Exercise prompt. Quote each of the following items word for word.

____ Information supplied

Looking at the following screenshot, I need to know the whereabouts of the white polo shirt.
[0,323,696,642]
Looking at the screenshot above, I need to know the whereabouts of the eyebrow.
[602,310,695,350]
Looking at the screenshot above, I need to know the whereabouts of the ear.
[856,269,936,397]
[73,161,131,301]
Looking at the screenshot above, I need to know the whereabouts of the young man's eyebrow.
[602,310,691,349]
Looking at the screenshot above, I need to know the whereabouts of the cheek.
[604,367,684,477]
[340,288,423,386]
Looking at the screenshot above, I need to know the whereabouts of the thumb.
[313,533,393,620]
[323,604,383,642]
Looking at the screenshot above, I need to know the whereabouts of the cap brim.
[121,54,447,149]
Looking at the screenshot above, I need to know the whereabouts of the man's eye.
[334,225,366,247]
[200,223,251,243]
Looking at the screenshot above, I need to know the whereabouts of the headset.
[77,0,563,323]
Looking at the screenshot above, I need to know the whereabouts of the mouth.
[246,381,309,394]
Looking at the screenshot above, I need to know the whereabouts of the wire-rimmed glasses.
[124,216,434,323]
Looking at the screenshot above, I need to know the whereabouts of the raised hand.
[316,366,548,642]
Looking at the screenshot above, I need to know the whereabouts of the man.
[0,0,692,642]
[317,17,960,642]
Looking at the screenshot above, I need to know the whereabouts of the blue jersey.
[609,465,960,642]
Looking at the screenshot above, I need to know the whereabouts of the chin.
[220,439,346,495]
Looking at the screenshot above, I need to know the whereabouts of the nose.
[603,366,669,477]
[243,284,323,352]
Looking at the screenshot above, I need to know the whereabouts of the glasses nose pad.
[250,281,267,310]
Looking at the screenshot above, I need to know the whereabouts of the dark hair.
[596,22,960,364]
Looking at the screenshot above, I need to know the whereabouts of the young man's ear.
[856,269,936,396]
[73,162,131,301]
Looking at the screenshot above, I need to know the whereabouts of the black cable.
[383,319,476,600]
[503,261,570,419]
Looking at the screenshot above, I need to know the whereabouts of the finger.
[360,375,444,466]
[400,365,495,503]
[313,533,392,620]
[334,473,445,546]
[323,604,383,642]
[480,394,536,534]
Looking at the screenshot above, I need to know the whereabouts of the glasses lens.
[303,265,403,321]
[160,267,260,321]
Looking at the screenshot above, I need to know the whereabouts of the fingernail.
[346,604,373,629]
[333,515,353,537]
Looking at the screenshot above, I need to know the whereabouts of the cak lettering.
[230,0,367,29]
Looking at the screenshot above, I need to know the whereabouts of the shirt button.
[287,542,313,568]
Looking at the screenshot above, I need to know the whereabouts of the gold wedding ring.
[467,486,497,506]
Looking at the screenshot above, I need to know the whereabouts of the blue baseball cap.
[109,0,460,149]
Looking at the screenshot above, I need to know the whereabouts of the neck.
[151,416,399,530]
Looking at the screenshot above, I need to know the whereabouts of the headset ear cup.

________

Complete answer.
Looking at the following screenshot, I need to know the whereabouts of the white polo shirt.
[0,323,696,642]
Looking at the screenshot above, I need to know the whereabouts of the eyebrow.
[602,310,695,350]
Looking at the screenshot above, I need to know the whereabouts of the ear.
[856,269,936,397]
[73,161,131,301]
Looking at the screenshot above, I need to know the whereabouts of the young man's eyebrow.
[602,310,691,349]
Looking at the screenshot above, I need to know the whereabouts of the cheek.
[604,367,684,477]
[340,288,423,386]
Looking at the screenshot above, I need to know the whereabouts of the thumb.
[313,533,393,620]
[323,604,383,642]
Looking at the screenshot above, I need to know the whereabouts of the cap brim.
[121,54,447,149]
Looking at the screenshot above, I need to know the whereabouts of the man's eye.
[334,225,366,247]
[200,223,251,243]
Looking at the screenshot above, I need to know the whereabouts of the headset.
[77,0,563,323]
Looking at the screenshot above, I need to know the whereabouts of the mouth.
[246,381,309,394]
Looking at the screenshot above, I need to know the whereabouts of the wire-rimmed glasses.
[124,216,434,323]
Looking at the screenshot above, I need to know the whereabouts of the raised hand.
[316,366,548,642]
Looking at the screenshot above, I need to know the whereabouts of the man.
[0,0,692,642]
[317,17,960,642]
Looking at the screenshot above, I need to know the whereabouts of the blue jersey.
[609,465,960,642]
Looking at the screenshot above, I need to know the whereabouts of the chin.
[220,439,346,495]
Looking at the screenshot above, I need to know the whereabouts of the nose.
[603,366,669,477]
[243,284,323,352]
Looking at the screenshot above, I need to know the whereabouts of the glasses nose pad.
[250,281,267,310]
Looking at the screenshot above, I need to know the whereabouts of the dark hair.
[596,22,960,364]
Looking at the screenshot above, I need to know the whereabouts of the young man's ear.
[856,269,936,396]
[73,162,131,301]
Looking at the screenshot above, I need to know the whereabouts of the black cable.
[383,319,476,600]
[503,261,570,419]
Looking at the screenshot above, I need to know the whereabouts of the finger.
[360,375,444,466]
[400,365,495,503]
[313,533,392,620]
[334,473,445,546]
[323,604,383,642]
[480,394,536,534]
Looking at the screenshot above, I need to know the whereabouts of the glasses lens.
[303,265,403,321]
[160,267,260,321]
Looking at the screenshot above, I need to know the whereabouts of the fingernail.
[346,604,373,629]
[333,515,353,537]
Looking at the screenshot above, I need to know the whereabouts of the cak lettering.
[230,0,367,29]
Looking at the screenshot above, I need to know the whereabouts of the shirt button.
[287,542,313,568]
Looking at the screenshot above, I need to know the whereabouts of the gold wedding ring.
[467,486,497,506]
Looking at the screenshot above, I need to know the whereabouts of the blue baseball cap.
[109,0,460,149]
Looking at the screenshot above, I need to know the whereabouts of the neck.
[151,416,399,530]
Looking at the screenshot above, I need to know the whereabouts of the headset ear cup.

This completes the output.